---------- TEKS YANG DIBERIKAN ----------
Baca berita dengan sedikit iklan, klik di sini

Arsip

Tersandung Silsilah Soeharto

Sepanjang 91 tahun hidupnya, Aloysius Sugiyanto menyebutkan ada dua tindakan yang menjadi kesalahannya. Pertama, saat ia menggiring Resimen Para Komando Angkatan Darat—kini Komando Pasukan Khusus—ke konflik Angkatan Darat dalam Peristiwa Kranji 1956. Kedua, saat majalah miliknya memuat artikel yang menyebut Presiden Soeharto sebagai keturunan Keraton Yogyakarta. Soeharto murka dan karier militer Sugiyanto mentok di kolonel.

23 November 2019 | 00.00 WIB

Image of Tempo
Perbesar
Sidang Majalah Pop di Pengadilan Negeri Jakarta Pusat, 22 Januari 1975./perpusnas

Baca berita dengan sedikit iklan, klik di sini

Berita itu dibawa Pemimpin Redaksi Majalah POP Rey Hanintyo saat saya sedang bersiap berangkat ke Timor Timur, Juni 1974. Dia mengabarkan bahwa Presiden Soeharto adalah keturunan Kesultanan Ngayogyakarta Hadiningrat dari garis Sultan Hamengku Buwono II. Rey mengantongi informasi tersebut dari seorang wartawan perempuan asal Yogyakarta.

POP—singkatan dari Peragaan, Olahraga, dan Perfilman—adalah majalah hiburan yang saya dirikan. Sebelum membentuk POP, saya sempat menggarap majalah hiburan SFF atau Sport Fashion Film, yang menampung banyak artis. Namun, belum lama terbit, majalah itu dibredel karena diprotes pemuka agama Hindu. Mereka keberatan terhadap foto di SFF yang memperlihatkan seorang artis berpakaian terbuka sedang menaiki candi di Bali. Menjalankan media memang bukan tugas saya sebagai anggota Operasi Khusus (Opsus). Tapi, ya, sebagai bagian dari Opsus, saya harus bisa begitu.
----------
Tolong sebutkan kepanjangan POP, nama majalah hiburan dalam artikel tentang Aloysius Sugiyanto.
---------- DAFTAR BUTIR ----------
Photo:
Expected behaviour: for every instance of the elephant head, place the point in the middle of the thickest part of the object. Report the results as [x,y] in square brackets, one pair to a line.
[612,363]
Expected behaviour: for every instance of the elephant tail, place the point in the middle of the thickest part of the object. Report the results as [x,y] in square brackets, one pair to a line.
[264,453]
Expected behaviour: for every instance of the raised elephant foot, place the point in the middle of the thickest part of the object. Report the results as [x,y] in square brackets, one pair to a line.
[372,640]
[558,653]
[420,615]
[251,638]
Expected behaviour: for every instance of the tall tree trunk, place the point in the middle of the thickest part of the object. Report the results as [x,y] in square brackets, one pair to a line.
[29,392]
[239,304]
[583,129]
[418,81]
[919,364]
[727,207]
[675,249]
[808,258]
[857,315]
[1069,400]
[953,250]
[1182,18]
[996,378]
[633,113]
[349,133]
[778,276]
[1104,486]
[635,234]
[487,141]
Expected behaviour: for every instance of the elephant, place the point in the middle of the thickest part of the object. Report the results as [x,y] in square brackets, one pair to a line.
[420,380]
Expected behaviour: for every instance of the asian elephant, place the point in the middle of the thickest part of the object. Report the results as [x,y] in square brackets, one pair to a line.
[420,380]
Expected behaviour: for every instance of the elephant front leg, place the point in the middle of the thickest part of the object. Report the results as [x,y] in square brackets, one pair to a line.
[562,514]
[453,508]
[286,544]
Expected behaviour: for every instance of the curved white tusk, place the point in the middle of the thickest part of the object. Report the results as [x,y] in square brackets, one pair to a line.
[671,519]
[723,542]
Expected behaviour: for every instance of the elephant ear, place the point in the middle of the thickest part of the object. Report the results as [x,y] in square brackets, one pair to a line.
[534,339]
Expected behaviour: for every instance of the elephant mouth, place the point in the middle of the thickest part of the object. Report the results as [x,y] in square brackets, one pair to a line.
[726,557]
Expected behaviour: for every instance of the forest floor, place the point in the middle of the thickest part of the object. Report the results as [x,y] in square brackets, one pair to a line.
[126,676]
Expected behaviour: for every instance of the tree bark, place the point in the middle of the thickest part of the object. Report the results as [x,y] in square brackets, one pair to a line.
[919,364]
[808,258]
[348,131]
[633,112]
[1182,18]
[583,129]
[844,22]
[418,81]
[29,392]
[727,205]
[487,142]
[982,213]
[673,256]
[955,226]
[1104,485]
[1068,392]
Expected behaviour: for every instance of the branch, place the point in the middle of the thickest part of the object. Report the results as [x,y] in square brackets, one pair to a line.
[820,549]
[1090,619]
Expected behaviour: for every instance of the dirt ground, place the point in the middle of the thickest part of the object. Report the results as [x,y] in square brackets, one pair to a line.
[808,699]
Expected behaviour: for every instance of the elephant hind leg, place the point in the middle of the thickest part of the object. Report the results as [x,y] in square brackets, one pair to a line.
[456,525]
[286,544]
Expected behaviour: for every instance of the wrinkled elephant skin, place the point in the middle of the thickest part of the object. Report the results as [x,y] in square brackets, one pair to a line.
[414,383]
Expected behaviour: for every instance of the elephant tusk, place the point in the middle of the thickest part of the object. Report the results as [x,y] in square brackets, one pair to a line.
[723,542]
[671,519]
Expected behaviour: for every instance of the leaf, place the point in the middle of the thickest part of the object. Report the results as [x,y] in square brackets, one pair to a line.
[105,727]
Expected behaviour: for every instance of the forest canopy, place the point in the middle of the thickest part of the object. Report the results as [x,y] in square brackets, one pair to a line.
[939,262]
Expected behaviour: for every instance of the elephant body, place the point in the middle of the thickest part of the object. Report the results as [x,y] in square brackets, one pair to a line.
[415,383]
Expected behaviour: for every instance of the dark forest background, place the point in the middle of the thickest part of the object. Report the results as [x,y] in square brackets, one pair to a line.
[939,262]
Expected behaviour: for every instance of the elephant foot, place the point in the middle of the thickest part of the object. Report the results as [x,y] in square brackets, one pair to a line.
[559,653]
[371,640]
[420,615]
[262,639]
----------
(HASIL LATIHAN):
Peragaan, Olahraga, dan Perfilman.